Aim =>
Output the lines below as a JSON list of strings, one string per line and no blank lines. Start with the line that contains "Pin each instance of the blue" and continue through the end of the items.

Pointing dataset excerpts
****************************************
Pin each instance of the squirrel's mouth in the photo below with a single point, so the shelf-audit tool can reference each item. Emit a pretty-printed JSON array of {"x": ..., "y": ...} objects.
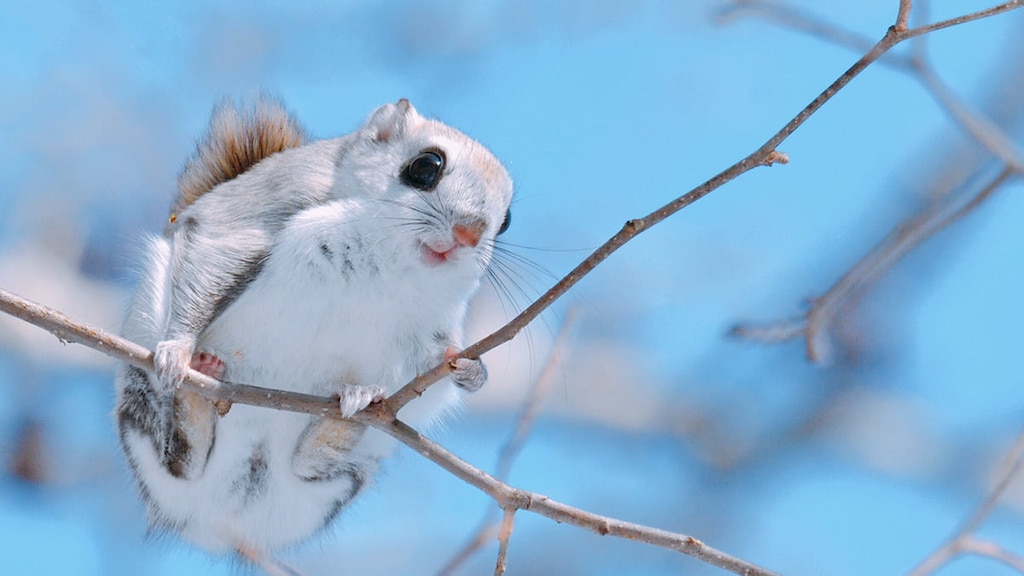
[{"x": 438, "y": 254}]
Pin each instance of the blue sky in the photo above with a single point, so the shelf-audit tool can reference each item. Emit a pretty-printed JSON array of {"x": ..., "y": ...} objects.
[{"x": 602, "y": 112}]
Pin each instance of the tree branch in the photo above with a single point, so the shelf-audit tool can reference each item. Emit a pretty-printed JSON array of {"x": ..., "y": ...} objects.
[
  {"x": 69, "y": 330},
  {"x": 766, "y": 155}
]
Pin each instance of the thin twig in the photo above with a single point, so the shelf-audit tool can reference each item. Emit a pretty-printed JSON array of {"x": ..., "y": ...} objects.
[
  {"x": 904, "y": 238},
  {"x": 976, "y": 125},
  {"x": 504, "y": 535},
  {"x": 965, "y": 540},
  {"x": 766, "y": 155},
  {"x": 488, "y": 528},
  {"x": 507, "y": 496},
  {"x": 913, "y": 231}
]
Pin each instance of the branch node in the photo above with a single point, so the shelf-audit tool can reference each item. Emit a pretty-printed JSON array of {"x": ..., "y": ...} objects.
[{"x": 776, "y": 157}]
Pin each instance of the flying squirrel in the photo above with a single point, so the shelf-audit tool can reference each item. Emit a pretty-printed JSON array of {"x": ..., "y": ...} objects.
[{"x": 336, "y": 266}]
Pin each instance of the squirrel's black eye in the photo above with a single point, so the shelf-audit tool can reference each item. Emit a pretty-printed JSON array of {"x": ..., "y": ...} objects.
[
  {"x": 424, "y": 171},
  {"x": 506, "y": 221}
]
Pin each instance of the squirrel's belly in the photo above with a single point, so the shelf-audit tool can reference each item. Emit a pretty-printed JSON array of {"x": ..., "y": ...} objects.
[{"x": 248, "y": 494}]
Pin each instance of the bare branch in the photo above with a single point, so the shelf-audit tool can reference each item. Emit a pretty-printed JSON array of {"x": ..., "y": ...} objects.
****************************************
Response to this exercise =>
[
  "Pin each instance of the blue sky in the photo above with a single point, so the shelf-audit tool can reference each item. Emit a pretty-printed JSON array of {\"x\": ..., \"y\": ...} objects.",
  "[{\"x\": 602, \"y\": 112}]",
  "Pin each instance of the tree branch in the photo above with a single point, so the shelf-audit tool can reference each item. Emit a pretty-printed JSON array of {\"x\": ..., \"y\": ...} objects.",
  "[",
  "  {\"x\": 69, \"y\": 330},",
  "  {\"x\": 766, \"y\": 155}",
  "]",
  "Pin each instance of the thin twig in the photo above with a single point, so the shelf-audit tool can reference each item. Emit a pretty-printed JSON array of {\"x\": ..., \"y\": ...} objects.",
  "[",
  "  {\"x\": 904, \"y\": 238},",
  "  {\"x\": 976, \"y\": 125},",
  "  {\"x\": 504, \"y\": 535},",
  "  {\"x\": 965, \"y\": 540},",
  "  {\"x\": 766, \"y\": 155},",
  "  {\"x\": 488, \"y\": 528},",
  "  {\"x\": 507, \"y\": 496},",
  "  {\"x\": 913, \"y\": 231}",
  "]",
  "Pin each instance of the branch node in the photo above with a single point, so the shelf-audit tool can reference each item. Emit a pretty-printed JSON array of {\"x\": ..., \"y\": ...} objects.",
  "[{\"x\": 776, \"y\": 157}]",
  "Pin each instance of the flying squirrel in the photo above with a single point, so the shelf-audit tool can reference each item. Emit a pretty-printed JSON array of {\"x\": ..., \"y\": ...} objects.",
  "[{\"x\": 336, \"y\": 266}]",
  "Pin each instance of the squirrel's black eye in the photo above with a single point, so the shelf-audit tool can reference each item. Emit a pretty-printed JSON array of {\"x\": ..., \"y\": ...} objects.",
  "[",
  "  {\"x\": 424, \"y\": 171},",
  "  {\"x\": 506, \"y\": 221}",
  "]",
  "Pin each instance of the squirrel's belly in the photo above with a single point, so the shelf-audit tool can reference each item. Emit a pretty-printed JSON array of {\"x\": ..., \"y\": ...} objects.",
  "[{\"x\": 248, \"y\": 494}]",
  "Pin each instance of the bare branch in the photo above with a single point, so the shelf-audit tool can reference each item. Emit a pretty-printed JSON array of {\"x\": ..., \"y\": ...} objects."
]